One Sunday, after the service, a man said to the minister,” Pastor, today your sermon reminded me of the peace and love of God.”  Leaving the minister looking pleased, the man said to his wife at the car, “It passed all understanding and it endured forever!”

 

Today, our Gospel reading presented us with the last teaching of Jesus to his disciples in the Upper Room that Maundy Thursday night. I think the disciples knew that something was different about that night, even if they didn't know what it was.  Passover is a time of retrospection and I can imagine as the disciples went through the familiar rituals and sipped their glasses of wine that they might have thought back to that first miracle in Cana of Galilee and thought of how everywhere Jesus went he spread joy - unlimited, uncontainable joy - a gift that energizes us in good times and gets us through the tough times.  The deep seated sense that life at its core is good and that every day is a gift, even if the day is filled with some challenges and hardships.  Joy which brings victory.

 

They also might have thought about themselves and the difference Jesus had made in their lives.  There was Peter, a common fisherman and John, the son of a well-to-do merchant.  There was Matthew, the collaborator who had made a living stealing from his own people, and Simon the Zealot, who had the blood of men like Matthew on his hands.  Jesus had united them and given them a new vision in life, a vision born of the love he had for them and the joy he took in them.  Joy which brings peace.

 

And they might have thought about the ways Jesus had brought joy into the lives of those who had come to him in need.  Lepers, the blind, the lame, but also the sinful who, like Mary Magdalene, had discovered a fresh start, a new beginning, an opportunity to lay aside guilt and shame and start enjoying life as the person God had created her to be.  Joy which brings life.

 

And in the midst of these thoughts, Jesus says, "I am the vine. You are branches. Bear fruit.  Love one another as I have loved you.”  This is the heart of today's message.  How do you become the person God wants you to be?  How do you win the victory of life and peace?  By letting go of control and depending on God as completely as branches of a vine.

 

Can you imagine walking along and seeing a broken off branch lying on the ground twisting and turning, straining to produce fruit?  Of course not.  It's silly.  But so many people try to live that way, broken off, separated from the source of life and try to live relying on themselves.  They want to be in control.
◇ ◇ ◇ ◇
*Challenge 1*: Translate the sentence "This is the heart of today's message." from the sermon excerpt into Spanish.

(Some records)
◇ ◇ ◇ ◇
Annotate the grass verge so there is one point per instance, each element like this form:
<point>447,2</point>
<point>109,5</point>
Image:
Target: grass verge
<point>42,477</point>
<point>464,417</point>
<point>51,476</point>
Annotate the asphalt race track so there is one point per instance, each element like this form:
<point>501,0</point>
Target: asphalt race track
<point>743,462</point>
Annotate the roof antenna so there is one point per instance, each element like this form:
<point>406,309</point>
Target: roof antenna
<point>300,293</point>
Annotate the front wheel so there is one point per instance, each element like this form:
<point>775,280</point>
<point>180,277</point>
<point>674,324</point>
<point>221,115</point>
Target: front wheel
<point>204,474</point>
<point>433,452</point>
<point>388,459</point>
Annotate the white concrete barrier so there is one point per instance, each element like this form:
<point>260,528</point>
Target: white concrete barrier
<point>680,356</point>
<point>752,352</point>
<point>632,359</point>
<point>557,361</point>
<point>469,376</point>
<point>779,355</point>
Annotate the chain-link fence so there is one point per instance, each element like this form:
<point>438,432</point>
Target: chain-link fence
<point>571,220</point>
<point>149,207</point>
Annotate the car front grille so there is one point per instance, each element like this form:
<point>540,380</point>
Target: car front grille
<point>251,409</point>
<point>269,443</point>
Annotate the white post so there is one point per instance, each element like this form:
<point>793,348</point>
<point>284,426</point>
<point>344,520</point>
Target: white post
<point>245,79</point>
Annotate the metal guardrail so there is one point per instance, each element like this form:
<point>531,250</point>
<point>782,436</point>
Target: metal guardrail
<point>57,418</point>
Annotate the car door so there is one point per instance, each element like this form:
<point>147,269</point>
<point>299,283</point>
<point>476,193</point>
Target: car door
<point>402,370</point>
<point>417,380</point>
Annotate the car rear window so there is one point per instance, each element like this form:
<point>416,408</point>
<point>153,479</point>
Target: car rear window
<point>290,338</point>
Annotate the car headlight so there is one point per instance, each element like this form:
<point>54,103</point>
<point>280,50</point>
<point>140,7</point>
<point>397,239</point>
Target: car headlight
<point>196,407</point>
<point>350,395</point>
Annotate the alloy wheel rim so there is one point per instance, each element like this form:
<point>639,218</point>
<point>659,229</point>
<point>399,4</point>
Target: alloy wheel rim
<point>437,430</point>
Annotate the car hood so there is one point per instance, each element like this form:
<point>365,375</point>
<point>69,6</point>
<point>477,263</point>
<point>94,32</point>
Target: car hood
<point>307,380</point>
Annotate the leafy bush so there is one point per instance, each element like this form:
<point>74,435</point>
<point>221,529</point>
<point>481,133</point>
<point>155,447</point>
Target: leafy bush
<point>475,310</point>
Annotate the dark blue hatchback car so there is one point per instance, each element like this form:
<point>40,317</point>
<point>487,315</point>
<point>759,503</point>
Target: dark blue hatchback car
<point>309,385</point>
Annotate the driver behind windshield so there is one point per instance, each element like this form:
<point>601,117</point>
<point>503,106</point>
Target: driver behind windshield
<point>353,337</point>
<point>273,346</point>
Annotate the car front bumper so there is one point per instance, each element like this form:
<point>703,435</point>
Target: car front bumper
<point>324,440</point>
◇ ◇ ◇ ◇
*Challenge 2*: Copy out of the records everything from the line containing "Annotate the car door" down to the line containing "<point>350,395</point>", including both of those lines.

*Final result 1*: Este es el corazón del mensaje de hoy.

*Final result 2*:
Annotate the car door so there is one point per instance, each element like this form:
<point>147,269</point>
<point>299,283</point>
<point>476,193</point>
Target: car door
<point>402,370</point>
<point>417,380</point>
Annotate the car rear window so there is one point per instance, each element like this form:
<point>416,408</point>
<point>153,479</point>
Target: car rear window
<point>290,338</point>
Annotate the car headlight so there is one point per instance, each element like this form:
<point>54,103</point>
<point>280,50</point>
<point>140,7</point>
<point>397,239</point>
Target: car headlight
<point>196,407</point>
<point>350,395</point>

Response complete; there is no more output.